--- Begin Dataset ---
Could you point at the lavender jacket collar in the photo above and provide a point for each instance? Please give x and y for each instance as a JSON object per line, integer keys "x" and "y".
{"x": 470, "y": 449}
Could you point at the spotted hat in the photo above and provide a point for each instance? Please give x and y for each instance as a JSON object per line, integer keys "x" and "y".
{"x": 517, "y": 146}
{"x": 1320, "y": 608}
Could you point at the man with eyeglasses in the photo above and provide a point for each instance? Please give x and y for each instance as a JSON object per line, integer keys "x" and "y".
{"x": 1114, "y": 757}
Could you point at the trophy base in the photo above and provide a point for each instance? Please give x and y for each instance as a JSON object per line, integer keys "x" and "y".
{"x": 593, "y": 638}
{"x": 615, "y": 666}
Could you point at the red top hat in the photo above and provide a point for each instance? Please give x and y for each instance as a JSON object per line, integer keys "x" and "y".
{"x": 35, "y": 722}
--- End Dataset ---
_Directions for this task_
Format the lines above as a numbered list and leave out any blank lines.

_Reply_
1. Could you point at the lavender jacket collar in the photo above and provide a point for each instance? Please give x and y for each instance as a JSON object per line, integer keys "x" and "y".
2. {"x": 470, "y": 449}
3. Could you point at the spotted hat in the photo above and provide a point for each instance? Please give x and y for each instance as a JSON object per line, integer keys "x" and "y".
4. {"x": 517, "y": 146}
5. {"x": 1320, "y": 608}
6. Could you point at the man with eyeglasses in the photo above and provide a point for each instance? Please give x and y for each instance as a JSON object per line, integer keys "x" and "y".
7. {"x": 1114, "y": 757}
8. Could you point at the trophy base in the photo above and provide a point for each instance? Please give x and y for each instance as a JSON object per line, integer keys "x" and "y".
9. {"x": 593, "y": 638}
10. {"x": 615, "y": 666}
11. Could you point at the red top hat in the photo above and provide a point for each instance? Please give x and y for each instance as a JSON object per line, integer keys "x" and "y".
12. {"x": 35, "y": 722}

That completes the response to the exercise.